==== Supplied text ====

Do Progressives "Believe" the Realignment? It's a Moo Point.
Like a cow's opinion, you know, it just doesn't matter. It's moo.
I was recently speaking with a law student who raised a frustration common amongst advocates for the New Right. “I can point to all the comments and proposals I want from JD Vance and Marco Rubio and Josh Hawley,” she said of her conversations with more progressive friends, “but they just say they don’t believe those guys mean it.” My advice to her was simple: “Just tell them,” I advised, “that you couldn’t care less.”
Or to quote Joey Tribbiani, it’s a moo point: “Like a cow's opinion, you know, it just doesn't matter. It's moo.”
It’s a peculiar phenomenon, after all, that progressives deem themselves the authoritative arbiters of who actually cares about, speaks for, or can best represent the average American. They’re not exactly disinterested parties, nor have they ever shown any inclination to think seriously or introspectively about their opponents’ strengths or their own shortcomings. To the contrary, typical assessments resemble Thomas Frank’s infamous What’s the Matter with Kansas?, working from the premise that any working man not already in the Democratic Party column must be suffering from either false consciousness or outright exploitation.

==== Entries provided ====

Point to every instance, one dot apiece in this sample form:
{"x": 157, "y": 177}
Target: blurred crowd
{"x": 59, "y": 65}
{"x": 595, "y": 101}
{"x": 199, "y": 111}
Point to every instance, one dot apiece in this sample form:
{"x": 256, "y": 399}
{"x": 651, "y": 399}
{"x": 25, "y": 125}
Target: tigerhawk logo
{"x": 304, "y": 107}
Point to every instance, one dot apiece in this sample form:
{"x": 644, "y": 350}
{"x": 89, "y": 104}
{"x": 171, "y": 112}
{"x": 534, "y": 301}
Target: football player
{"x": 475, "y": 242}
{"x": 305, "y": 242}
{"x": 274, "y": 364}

====
==== Entries provided ====

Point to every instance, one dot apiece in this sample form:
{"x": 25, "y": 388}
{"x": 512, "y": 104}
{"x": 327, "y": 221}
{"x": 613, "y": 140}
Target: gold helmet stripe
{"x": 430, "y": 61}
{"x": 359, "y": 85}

====

◆ What the task asks ◆
Write the next part of the essay on progressives and the realignment, starting after its last sentence. The rows stand apart from the essay on progressives and the realignment.

◆ Exercise result ◆
I have a hard time thinking of anything less surprising than a progressive law student declaring he doesn’t believe conservatives care about workers, and an even harder time thinking of anything the conservatives could do that would change his mind. In all likelihood, it would take supporting the PRO Act’s goodie bag of Big Labor priorities, and also the Green New Deal (everyone knows climate change harms workers!), and a pathway to citizenship for every illegal immigrant in the country (they are “workers” too!), and of course student-debt forgiveness (workers have student debt, almost as much as progressive law students, a happy alignment of interests). In other words, don’t expect to satisfy a progressive with anything short of becoming a progressive.
My appearance last week on Jon Stewart’s podcast, The Weekly Show, followed this same recipe, with a healthy scoop of “What about Trump?” poured on top. For the most part, I found it a pleasant and engaging conversation about the return of conservative economics (give it a listen!), but it was amazing the number of times he returned to his belief that this can’t be happening because that’s not what Trump says.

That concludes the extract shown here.